Only the lines from the one containing "task: segment each instance of the dark rock" to the end of the entries should be written out, each exactly as it stands, both ends included.
- - -
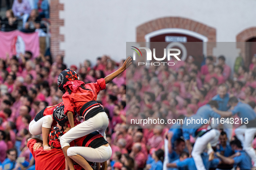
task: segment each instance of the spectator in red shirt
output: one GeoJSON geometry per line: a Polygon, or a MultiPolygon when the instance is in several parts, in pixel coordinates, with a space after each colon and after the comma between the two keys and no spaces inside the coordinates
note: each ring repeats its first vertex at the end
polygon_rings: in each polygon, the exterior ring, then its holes
{"type": "Polygon", "coordinates": [[[144,154],[141,151],[141,145],[139,143],[135,143],[132,148],[132,151],[129,156],[135,161],[136,170],[142,170],[145,167],[147,159],[144,154]]]}
{"type": "Polygon", "coordinates": [[[209,73],[208,71],[208,66],[209,64],[212,64],[213,63],[213,57],[211,56],[208,56],[205,59],[205,64],[201,67],[201,73],[203,75],[206,75],[209,73]]]}
{"type": "Polygon", "coordinates": [[[220,85],[225,83],[225,79],[222,76],[223,67],[220,66],[217,66],[214,68],[214,73],[216,75],[216,78],[218,79],[218,84],[220,85]]]}
{"type": "Polygon", "coordinates": [[[140,132],[135,133],[133,135],[133,142],[139,143],[141,146],[140,151],[144,154],[145,157],[148,157],[148,150],[145,142],[142,142],[143,139],[143,133],[140,132]]]}
{"type": "Polygon", "coordinates": [[[6,134],[5,132],[0,130],[0,162],[3,163],[6,157],[6,151],[8,149],[5,143],[6,134]]]}
{"type": "Polygon", "coordinates": [[[254,54],[252,58],[252,63],[249,66],[250,70],[255,70],[256,68],[256,54],[254,54]]]}
{"type": "Polygon", "coordinates": [[[125,139],[121,138],[117,141],[117,146],[119,147],[122,154],[128,154],[128,151],[125,148],[126,142],[125,139]]]}
{"type": "Polygon", "coordinates": [[[234,84],[234,88],[232,89],[232,93],[234,96],[240,99],[244,100],[245,98],[245,94],[242,91],[243,83],[240,81],[235,82],[234,84]]]}
{"type": "Polygon", "coordinates": [[[11,93],[13,90],[13,84],[16,79],[16,76],[14,74],[9,74],[6,77],[4,85],[7,86],[8,93],[11,93]]]}
{"type": "Polygon", "coordinates": [[[218,65],[220,66],[223,68],[222,75],[225,81],[228,79],[231,72],[231,69],[230,67],[226,64],[225,60],[226,58],[223,56],[220,56],[218,58],[218,65]]]}
{"type": "Polygon", "coordinates": [[[74,170],[73,162],[67,157],[67,150],[71,141],[95,130],[98,130],[106,138],[105,131],[108,125],[108,118],[101,104],[96,101],[97,96],[100,90],[106,88],[106,84],[126,69],[126,67],[131,64],[131,62],[132,58],[128,57],[122,67],[117,70],[104,79],[98,80],[96,83],[87,84],[85,86],[85,83],[80,81],[75,72],[68,69],[60,74],[58,85],[60,90],[65,93],[62,96],[65,106],[64,113],[67,115],[72,128],[62,137],[61,144],[71,170],[74,170]],[[74,127],[75,111],[84,117],[84,121],[78,126],[74,127]],[[97,125],[95,122],[97,122],[97,125]],[[82,129],[83,130],[81,130],[82,129]]]}
{"type": "MultiPolygon", "coordinates": [[[[158,127],[159,128],[161,127],[158,127]]],[[[155,128],[158,128],[156,127],[155,128]]],[[[154,148],[161,149],[163,145],[162,142],[163,138],[162,136],[163,129],[153,129],[154,135],[149,139],[147,144],[147,148],[149,150],[150,148],[154,148]]]]}
{"type": "Polygon", "coordinates": [[[210,82],[211,79],[212,77],[217,77],[216,74],[214,72],[214,66],[212,64],[210,64],[208,65],[208,74],[207,74],[204,77],[204,83],[208,83],[210,82]]]}

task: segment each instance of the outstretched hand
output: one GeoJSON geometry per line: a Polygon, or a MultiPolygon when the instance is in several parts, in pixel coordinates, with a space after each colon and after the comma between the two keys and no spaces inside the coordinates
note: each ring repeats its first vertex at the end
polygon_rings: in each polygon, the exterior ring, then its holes
{"type": "Polygon", "coordinates": [[[124,62],[123,62],[123,66],[122,66],[122,68],[124,70],[125,70],[126,69],[129,67],[129,66],[131,64],[132,64],[132,61],[133,59],[130,57],[129,57],[124,62]]]}

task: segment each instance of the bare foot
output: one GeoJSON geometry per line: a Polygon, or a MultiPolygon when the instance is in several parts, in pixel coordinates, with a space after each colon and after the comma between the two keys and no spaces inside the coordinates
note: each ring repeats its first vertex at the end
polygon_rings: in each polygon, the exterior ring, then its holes
{"type": "Polygon", "coordinates": [[[50,151],[51,150],[51,147],[48,145],[43,146],[43,147],[45,151],[50,151]]]}
{"type": "Polygon", "coordinates": [[[209,158],[208,161],[211,161],[213,160],[214,158],[214,152],[211,152],[209,155],[209,158]]]}

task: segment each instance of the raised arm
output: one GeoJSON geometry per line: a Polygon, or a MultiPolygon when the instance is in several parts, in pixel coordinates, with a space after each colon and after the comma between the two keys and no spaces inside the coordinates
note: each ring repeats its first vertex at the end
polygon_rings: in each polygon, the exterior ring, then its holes
{"type": "Polygon", "coordinates": [[[213,110],[223,117],[228,117],[232,115],[232,112],[231,111],[221,111],[217,110],[216,107],[213,108],[213,110]]]}
{"type": "Polygon", "coordinates": [[[219,152],[216,152],[216,155],[221,159],[221,161],[224,164],[231,165],[235,163],[235,161],[233,159],[225,157],[220,154],[219,152]]]}
{"type": "Polygon", "coordinates": [[[167,138],[168,139],[168,151],[169,154],[172,153],[172,138],[173,135],[172,132],[170,132],[170,133],[167,134],[167,138]]]}
{"type": "Polygon", "coordinates": [[[106,84],[107,84],[111,82],[113,79],[118,76],[120,74],[122,73],[124,70],[126,69],[131,64],[132,64],[132,58],[129,57],[126,59],[126,60],[123,62],[123,66],[120,67],[118,70],[114,72],[107,76],[105,78],[105,81],[106,84]]]}

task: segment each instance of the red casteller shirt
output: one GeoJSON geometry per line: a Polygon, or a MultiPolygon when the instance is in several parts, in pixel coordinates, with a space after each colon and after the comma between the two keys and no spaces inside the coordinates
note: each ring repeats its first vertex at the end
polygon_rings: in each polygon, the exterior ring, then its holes
{"type": "Polygon", "coordinates": [[[35,158],[36,170],[65,169],[65,156],[62,149],[54,148],[48,151],[44,151],[43,147],[41,147],[34,152],[33,147],[36,143],[36,140],[31,139],[27,144],[35,158]]]}
{"type": "Polygon", "coordinates": [[[67,115],[68,111],[71,111],[74,115],[75,112],[79,114],[80,110],[84,104],[91,101],[96,101],[97,95],[100,90],[106,89],[106,82],[103,78],[97,80],[96,83],[86,84],[85,88],[91,91],[84,90],[81,87],[76,91],[75,93],[66,93],[62,96],[62,101],[64,103],[64,113],[67,115]],[[82,92],[81,92],[82,91],[82,92]]]}

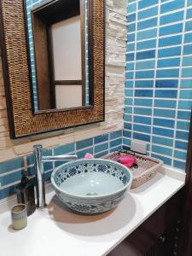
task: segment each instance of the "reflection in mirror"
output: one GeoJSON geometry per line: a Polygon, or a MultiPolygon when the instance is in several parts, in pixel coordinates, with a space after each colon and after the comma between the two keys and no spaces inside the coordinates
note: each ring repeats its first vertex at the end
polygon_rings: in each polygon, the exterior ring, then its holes
{"type": "Polygon", "coordinates": [[[34,112],[90,105],[88,0],[24,0],[34,112]]]}

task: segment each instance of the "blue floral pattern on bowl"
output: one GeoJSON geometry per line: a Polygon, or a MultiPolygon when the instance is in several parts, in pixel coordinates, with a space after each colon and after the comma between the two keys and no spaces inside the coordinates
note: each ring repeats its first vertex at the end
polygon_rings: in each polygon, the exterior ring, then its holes
{"type": "Polygon", "coordinates": [[[131,188],[132,174],[128,168],[114,161],[102,159],[79,160],[57,167],[51,175],[51,182],[59,199],[69,208],[82,213],[95,214],[111,210],[124,199],[125,192],[131,188]],[[108,195],[84,196],[66,192],[62,189],[65,186],[61,188],[72,177],[93,172],[113,176],[120,181],[122,186],[118,191],[108,195]]]}

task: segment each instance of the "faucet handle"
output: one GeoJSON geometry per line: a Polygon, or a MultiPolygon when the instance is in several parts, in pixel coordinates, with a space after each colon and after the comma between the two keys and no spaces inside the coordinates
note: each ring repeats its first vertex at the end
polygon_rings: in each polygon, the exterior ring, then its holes
{"type": "Polygon", "coordinates": [[[33,149],[34,150],[38,150],[38,151],[42,151],[42,152],[45,152],[47,149],[44,148],[43,146],[41,144],[37,144],[33,146],[33,149]]]}

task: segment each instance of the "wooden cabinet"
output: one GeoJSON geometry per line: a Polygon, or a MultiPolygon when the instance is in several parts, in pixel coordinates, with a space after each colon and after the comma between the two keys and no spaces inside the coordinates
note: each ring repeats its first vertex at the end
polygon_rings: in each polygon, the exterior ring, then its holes
{"type": "Polygon", "coordinates": [[[177,255],[183,193],[177,192],[108,256],[177,255]]]}

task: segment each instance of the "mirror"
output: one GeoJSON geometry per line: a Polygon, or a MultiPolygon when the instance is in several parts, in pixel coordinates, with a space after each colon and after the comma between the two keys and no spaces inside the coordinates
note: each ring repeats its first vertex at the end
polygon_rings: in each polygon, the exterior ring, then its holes
{"type": "Polygon", "coordinates": [[[89,106],[88,0],[24,1],[33,111],[89,106]]]}
{"type": "Polygon", "coordinates": [[[104,0],[0,1],[11,138],[104,120],[104,0]]]}

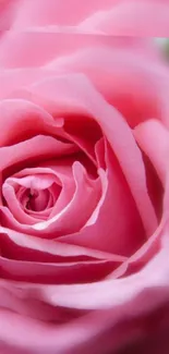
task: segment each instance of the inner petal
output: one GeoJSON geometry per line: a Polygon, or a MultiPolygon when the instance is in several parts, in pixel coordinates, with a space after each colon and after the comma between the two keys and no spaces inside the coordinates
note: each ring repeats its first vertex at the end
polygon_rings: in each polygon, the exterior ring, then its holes
{"type": "Polygon", "coordinates": [[[26,205],[27,209],[34,211],[41,211],[47,208],[49,200],[49,191],[41,190],[41,191],[31,191],[28,192],[28,202],[26,205]]]}

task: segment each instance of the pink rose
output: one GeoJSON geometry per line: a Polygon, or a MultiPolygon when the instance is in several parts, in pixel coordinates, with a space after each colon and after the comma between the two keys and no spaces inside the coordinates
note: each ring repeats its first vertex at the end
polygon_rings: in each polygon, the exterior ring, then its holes
{"type": "Polygon", "coordinates": [[[0,0],[0,11],[4,30],[79,26],[116,36],[169,36],[169,0],[0,0]]]}
{"type": "Polygon", "coordinates": [[[0,353],[167,354],[168,68],[112,0],[1,3],[0,353]]]}

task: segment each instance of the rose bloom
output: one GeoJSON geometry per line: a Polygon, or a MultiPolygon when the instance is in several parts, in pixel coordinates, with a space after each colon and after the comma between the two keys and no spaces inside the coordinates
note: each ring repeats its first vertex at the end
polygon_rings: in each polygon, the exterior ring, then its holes
{"type": "Polygon", "coordinates": [[[0,2],[2,354],[169,352],[169,71],[125,5],[0,2]]]}

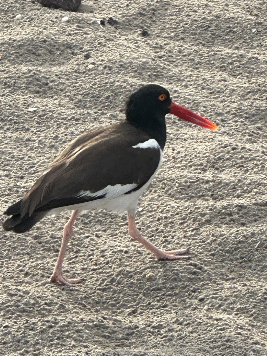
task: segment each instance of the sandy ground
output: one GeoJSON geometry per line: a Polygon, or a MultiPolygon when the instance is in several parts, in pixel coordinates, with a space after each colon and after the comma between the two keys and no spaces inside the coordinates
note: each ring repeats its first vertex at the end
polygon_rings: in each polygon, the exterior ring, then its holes
{"type": "Polygon", "coordinates": [[[49,277],[69,212],[1,230],[0,354],[267,355],[266,2],[0,7],[1,211],[76,136],[123,119],[143,84],[219,128],[167,115],[163,163],[138,205],[142,232],[191,246],[190,261],[159,262],[126,215],[87,212],[64,268],[84,280],[63,287],[49,277]],[[98,22],[110,17],[115,26],[98,22]]]}

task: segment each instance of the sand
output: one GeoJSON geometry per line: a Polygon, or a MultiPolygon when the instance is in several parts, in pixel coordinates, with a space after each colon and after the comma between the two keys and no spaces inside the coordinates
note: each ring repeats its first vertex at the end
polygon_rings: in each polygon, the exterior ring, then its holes
{"type": "Polygon", "coordinates": [[[158,262],[125,215],[87,212],[64,266],[84,280],[63,287],[50,276],[69,212],[1,230],[0,355],[267,355],[266,2],[0,6],[2,211],[73,138],[123,119],[144,84],[219,126],[167,115],[163,163],[138,205],[142,233],[190,246],[190,261],[158,262]]]}

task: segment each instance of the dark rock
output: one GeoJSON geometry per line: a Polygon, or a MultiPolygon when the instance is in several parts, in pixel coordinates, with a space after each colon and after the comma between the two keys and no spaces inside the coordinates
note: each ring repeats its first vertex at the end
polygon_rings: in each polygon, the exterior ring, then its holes
{"type": "Polygon", "coordinates": [[[141,35],[144,37],[145,37],[146,36],[149,36],[150,34],[148,31],[147,31],[146,30],[142,30],[141,31],[141,35]]]}
{"type": "Polygon", "coordinates": [[[63,9],[67,11],[76,11],[82,0],[37,0],[44,6],[63,9]]]}
{"type": "Polygon", "coordinates": [[[91,54],[89,52],[87,52],[86,53],[85,53],[83,55],[84,58],[86,59],[88,59],[89,58],[91,57],[91,54]]]}
{"type": "Polygon", "coordinates": [[[107,21],[109,25],[110,25],[111,26],[114,26],[115,25],[117,25],[119,23],[119,22],[117,21],[117,20],[115,20],[112,17],[110,17],[109,19],[107,21]]]}

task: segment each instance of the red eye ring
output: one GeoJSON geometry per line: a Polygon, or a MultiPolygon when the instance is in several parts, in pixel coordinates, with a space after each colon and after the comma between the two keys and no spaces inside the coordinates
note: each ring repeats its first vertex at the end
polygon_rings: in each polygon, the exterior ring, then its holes
{"type": "Polygon", "coordinates": [[[161,100],[162,101],[163,101],[163,100],[165,100],[167,97],[165,94],[161,94],[158,99],[159,100],[161,100]]]}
- - -
** Full solution **
task: segment each instance of the dark rock
output: one GeoJSON geometry per line: a Polygon, or a MultiPolygon when the instance is in several parts, in pixel coordinates, with a space after each colon and after the comma between the two keys and no spaces inside the coordinates
note: each ring repeats its first vertex at the end
polygon_rings: in each polygon, the exterior ring, then its holes
{"type": "Polygon", "coordinates": [[[141,35],[144,37],[145,37],[146,36],[149,36],[150,34],[148,31],[147,31],[146,30],[142,30],[141,31],[141,35]]]}
{"type": "Polygon", "coordinates": [[[63,9],[67,11],[76,11],[82,0],[37,0],[44,6],[63,9]]]}
{"type": "Polygon", "coordinates": [[[91,54],[89,52],[87,52],[86,53],[85,53],[83,55],[84,58],[86,59],[88,59],[89,58],[91,57],[91,54]]]}
{"type": "Polygon", "coordinates": [[[107,21],[109,25],[110,25],[111,26],[114,26],[115,25],[117,25],[119,23],[119,22],[117,21],[117,20],[115,20],[112,17],[110,17],[109,19],[107,21]]]}

task: segment each instance of the red eye ring
output: one GeoJSON geometry per line: a Polygon, or a MultiPolygon when the instance is in several parts, in pixel coordinates, with a space after each colon and after the comma between the two keys and no spaces inside the coordinates
note: each ring repeats its first vertex at the end
polygon_rings: in each polygon, the exterior ring, then its holes
{"type": "Polygon", "coordinates": [[[161,100],[162,101],[163,101],[163,100],[165,100],[167,97],[165,94],[161,94],[158,99],[159,100],[161,100]]]}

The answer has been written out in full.